■ **What this task involves**: Turn everything from the line containing "# give the mask of every instance of the sunset" down to the line containing "[[[256,108],[0,111],[5,192],[249,191],[255,152]]]" into a JSON list of strings, one string per line, skipping blank lines.

■ **Data for this exercise**:
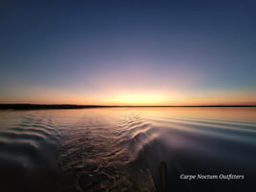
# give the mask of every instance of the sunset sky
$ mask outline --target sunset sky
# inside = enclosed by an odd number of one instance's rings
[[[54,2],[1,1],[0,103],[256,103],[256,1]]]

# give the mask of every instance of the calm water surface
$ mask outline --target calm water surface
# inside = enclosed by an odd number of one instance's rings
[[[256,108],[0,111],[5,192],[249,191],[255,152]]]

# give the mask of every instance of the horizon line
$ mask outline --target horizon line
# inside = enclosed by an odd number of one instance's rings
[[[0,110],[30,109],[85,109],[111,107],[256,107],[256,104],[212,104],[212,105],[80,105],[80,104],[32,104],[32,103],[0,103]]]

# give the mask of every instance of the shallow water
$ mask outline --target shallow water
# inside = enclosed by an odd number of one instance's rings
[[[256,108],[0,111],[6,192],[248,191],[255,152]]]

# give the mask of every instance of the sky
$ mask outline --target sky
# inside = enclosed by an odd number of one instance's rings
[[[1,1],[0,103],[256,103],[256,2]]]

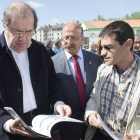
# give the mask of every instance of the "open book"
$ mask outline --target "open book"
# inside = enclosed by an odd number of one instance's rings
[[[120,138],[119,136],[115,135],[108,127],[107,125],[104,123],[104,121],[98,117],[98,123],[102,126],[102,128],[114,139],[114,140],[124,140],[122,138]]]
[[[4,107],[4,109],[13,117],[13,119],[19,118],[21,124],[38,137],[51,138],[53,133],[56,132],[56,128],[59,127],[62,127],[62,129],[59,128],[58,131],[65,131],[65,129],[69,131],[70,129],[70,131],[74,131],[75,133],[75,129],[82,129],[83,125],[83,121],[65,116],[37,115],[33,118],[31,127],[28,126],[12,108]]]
* * *
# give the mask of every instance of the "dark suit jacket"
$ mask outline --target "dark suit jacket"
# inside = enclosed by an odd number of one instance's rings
--
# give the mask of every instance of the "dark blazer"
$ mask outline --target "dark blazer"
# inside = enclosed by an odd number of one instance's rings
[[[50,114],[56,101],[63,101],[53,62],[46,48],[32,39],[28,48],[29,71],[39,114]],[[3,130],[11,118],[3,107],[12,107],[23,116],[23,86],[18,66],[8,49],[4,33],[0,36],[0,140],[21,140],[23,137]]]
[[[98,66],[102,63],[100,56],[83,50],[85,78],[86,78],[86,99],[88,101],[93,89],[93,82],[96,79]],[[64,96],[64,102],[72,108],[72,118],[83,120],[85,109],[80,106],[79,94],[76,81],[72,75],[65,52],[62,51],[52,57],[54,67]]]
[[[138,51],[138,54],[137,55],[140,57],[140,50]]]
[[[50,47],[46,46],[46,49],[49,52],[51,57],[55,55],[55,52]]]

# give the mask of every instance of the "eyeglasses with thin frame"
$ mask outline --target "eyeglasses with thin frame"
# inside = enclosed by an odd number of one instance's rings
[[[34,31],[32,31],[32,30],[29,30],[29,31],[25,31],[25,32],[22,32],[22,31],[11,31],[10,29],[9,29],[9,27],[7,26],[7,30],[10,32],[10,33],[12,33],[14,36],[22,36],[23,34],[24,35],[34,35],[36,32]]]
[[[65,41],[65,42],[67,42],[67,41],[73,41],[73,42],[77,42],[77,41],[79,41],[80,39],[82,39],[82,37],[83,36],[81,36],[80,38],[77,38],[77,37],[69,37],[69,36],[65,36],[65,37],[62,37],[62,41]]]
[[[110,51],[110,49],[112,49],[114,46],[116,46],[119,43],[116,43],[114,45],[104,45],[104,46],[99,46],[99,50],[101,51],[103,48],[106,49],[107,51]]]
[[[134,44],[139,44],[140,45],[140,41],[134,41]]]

■ **Expected answer**:
[
  "# give the mask of every instance of the sunset sky",
  "$ mask outline --target sunset sky",
  "# inside = enclosed by an odd number of one instance's rings",
  "[[[54,2],[1,1],[0,103],[256,103],[256,1]]]",
  "# give the mask of every instance of the calm water surface",
  "$ mask outline --target calm water surface",
  "# inside = enclosed by an odd number of one instance's rings",
  "[[[256,108],[0,111],[5,192],[249,191],[255,152]]]"
]